__DIRECTIONS FOR THIS TASK__
Please convert the data below into a JSON list of strings, one string per line, leaving out any blank lines.

__RECORDS FOR THIS TASK__
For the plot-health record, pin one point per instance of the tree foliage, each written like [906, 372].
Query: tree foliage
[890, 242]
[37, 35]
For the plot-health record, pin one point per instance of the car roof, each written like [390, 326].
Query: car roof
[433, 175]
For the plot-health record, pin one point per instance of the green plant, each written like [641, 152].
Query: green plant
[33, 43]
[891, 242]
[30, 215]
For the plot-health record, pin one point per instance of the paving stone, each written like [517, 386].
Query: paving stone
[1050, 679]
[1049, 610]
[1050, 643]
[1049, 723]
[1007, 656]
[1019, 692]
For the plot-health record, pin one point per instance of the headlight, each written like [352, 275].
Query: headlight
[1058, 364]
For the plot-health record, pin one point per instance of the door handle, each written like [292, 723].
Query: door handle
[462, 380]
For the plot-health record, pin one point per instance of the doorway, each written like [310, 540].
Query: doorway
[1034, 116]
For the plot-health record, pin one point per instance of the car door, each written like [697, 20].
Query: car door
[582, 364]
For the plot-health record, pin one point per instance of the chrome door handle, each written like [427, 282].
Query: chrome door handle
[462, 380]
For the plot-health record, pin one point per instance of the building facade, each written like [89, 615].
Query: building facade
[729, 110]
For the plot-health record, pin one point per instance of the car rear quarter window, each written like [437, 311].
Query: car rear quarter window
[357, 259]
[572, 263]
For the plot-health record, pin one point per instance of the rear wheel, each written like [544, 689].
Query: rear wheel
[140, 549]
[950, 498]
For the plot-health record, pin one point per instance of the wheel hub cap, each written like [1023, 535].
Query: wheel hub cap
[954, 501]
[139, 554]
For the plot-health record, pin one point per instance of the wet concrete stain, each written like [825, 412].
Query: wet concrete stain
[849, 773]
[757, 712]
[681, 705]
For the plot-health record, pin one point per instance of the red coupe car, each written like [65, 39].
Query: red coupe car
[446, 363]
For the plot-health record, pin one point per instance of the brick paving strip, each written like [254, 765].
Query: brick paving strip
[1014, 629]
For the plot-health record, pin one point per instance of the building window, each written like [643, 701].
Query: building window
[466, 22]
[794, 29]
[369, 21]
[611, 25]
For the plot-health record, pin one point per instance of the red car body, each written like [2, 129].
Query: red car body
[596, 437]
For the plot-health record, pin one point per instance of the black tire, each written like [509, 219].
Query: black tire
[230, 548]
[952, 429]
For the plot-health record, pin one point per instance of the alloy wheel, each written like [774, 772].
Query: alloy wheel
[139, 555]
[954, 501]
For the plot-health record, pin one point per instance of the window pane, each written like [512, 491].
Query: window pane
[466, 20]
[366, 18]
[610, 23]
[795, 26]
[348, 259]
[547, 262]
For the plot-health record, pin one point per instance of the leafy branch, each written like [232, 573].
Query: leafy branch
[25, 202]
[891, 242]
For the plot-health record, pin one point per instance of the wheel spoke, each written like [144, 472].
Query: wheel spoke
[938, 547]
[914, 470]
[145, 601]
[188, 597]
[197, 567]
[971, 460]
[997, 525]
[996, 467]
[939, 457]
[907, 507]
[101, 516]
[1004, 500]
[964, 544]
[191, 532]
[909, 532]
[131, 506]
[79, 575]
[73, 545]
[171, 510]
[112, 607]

__TASK RESULT__
[
  "For the plot-health record, pin one point per instance of the tree foliage, each written like [906, 372].",
  "Query: tree foliage",
  "[890, 242]",
  "[37, 35]",
  "For the plot-health record, pin one point per instance of the car roof, each written like [390, 326].",
  "Query: car roof",
  "[433, 175]",
  "For the plot-health record, pin one point per instance of the green plant, each written like [641, 152].",
  "Query: green plant",
  "[33, 43]",
  "[891, 242]",
  "[30, 215]",
  "For the plot-health record, pin one point per instance of the paving stone, each written like [517, 386].",
  "Query: paving stone",
  "[1050, 679]",
  "[1049, 610]",
  "[1050, 643]",
  "[1049, 723]",
  "[1007, 656]",
  "[1019, 692]",
  "For the plot-health record, pin one point per instance of the headlight, each written like [352, 275].",
  "Query: headlight",
  "[1058, 364]",
  "For the plot-health record, pin one point per instance of the door handle, each written like [292, 723].",
  "Query: door handle",
  "[462, 380]",
  "For the plot-health record, pin one point per instance of the doorway, each written like [310, 540].",
  "Query: doorway",
  "[1034, 116]",
  "For the plot-health record, pin one point per instance of the car door, each written like [697, 20].",
  "Query: car door",
  "[582, 364]",
  "For the plot-health record, pin one point per instance of the chrome door handle, each written like [427, 282].",
  "Query: chrome door handle",
  "[462, 380]",
  "For the plot-health record, pin one point per instance of the building facade, each written like [89, 615].",
  "Query: building facade",
  "[729, 110]",
  "For the plot-health record, pin one point per instance of the car rear quarter window, each written like [437, 311].",
  "Query: car rear quarter window",
  "[357, 259]",
  "[572, 263]",
  "For the plot-health record, pin one point per instance of the rear wheel, each written like [544, 689].",
  "Query: rear wheel",
  "[140, 549]",
  "[950, 498]",
  "For the plot-health record, pin one point per instance of the wheel hub cap, each written like [1023, 535].",
  "Query: wheel hub cap",
  "[954, 501]",
  "[139, 554]",
  "For the plot-health record, pin one point per instance of the wet concrete stain, each written like [825, 412].",
  "Query: wet concrete stain",
  "[849, 773]",
  "[757, 712]",
  "[681, 705]",
  "For the plot-health record, pin one point per instance of the red coupe car, each written like [65, 39].",
  "Query: red coupe car",
  "[446, 363]",
  "For the plot-health record, pin one point per instance of the brick paving strip, each written like [254, 765].",
  "Query: brick paving strip",
  "[1014, 629]",
  "For the plot-health record, pin one point per instance of the building window, each written like [643, 701].",
  "Query: building window",
  "[466, 22]",
  "[794, 29]",
  "[369, 21]",
  "[611, 25]",
  "For the plot-health record, pin one point per instance of the red car body, each written like [2, 129].",
  "Query: red car body",
  "[596, 437]",
  "For the plot-health record, pin one point per instance of the black tire, each written like [509, 219].",
  "Query: black tire",
  "[230, 548]",
  "[952, 429]",
  "For the plot-health record, pin one point per instance of the alloy wheel, each written like [774, 772].",
  "Query: alloy wheel",
  "[139, 555]",
  "[954, 501]",
  "For the plot-health record, pin one point per instance of the window pane, each written like [512, 491].",
  "Query: window pane",
  "[466, 20]",
  "[366, 18]",
  "[610, 23]",
  "[795, 26]",
  "[348, 259]",
  "[547, 262]",
  "For the plot-health record, pin one point per instance of the leafy branch, each written like [232, 573].",
  "Query: leafy branch",
  "[25, 202]",
  "[891, 242]",
  "For the plot-health record, pin one point per instance of the wheel spoke, each written like [144, 472].",
  "Query: wheel spoke",
  "[938, 547]",
  "[914, 470]",
  "[145, 601]",
  "[188, 597]",
  "[197, 567]",
  "[971, 460]",
  "[997, 525]",
  "[996, 467]",
  "[939, 457]",
  "[907, 507]",
  "[101, 516]",
  "[1004, 500]",
  "[964, 544]",
  "[191, 532]",
  "[909, 532]",
  "[131, 506]",
  "[79, 575]",
  "[73, 545]",
  "[171, 510]",
  "[112, 607]"
]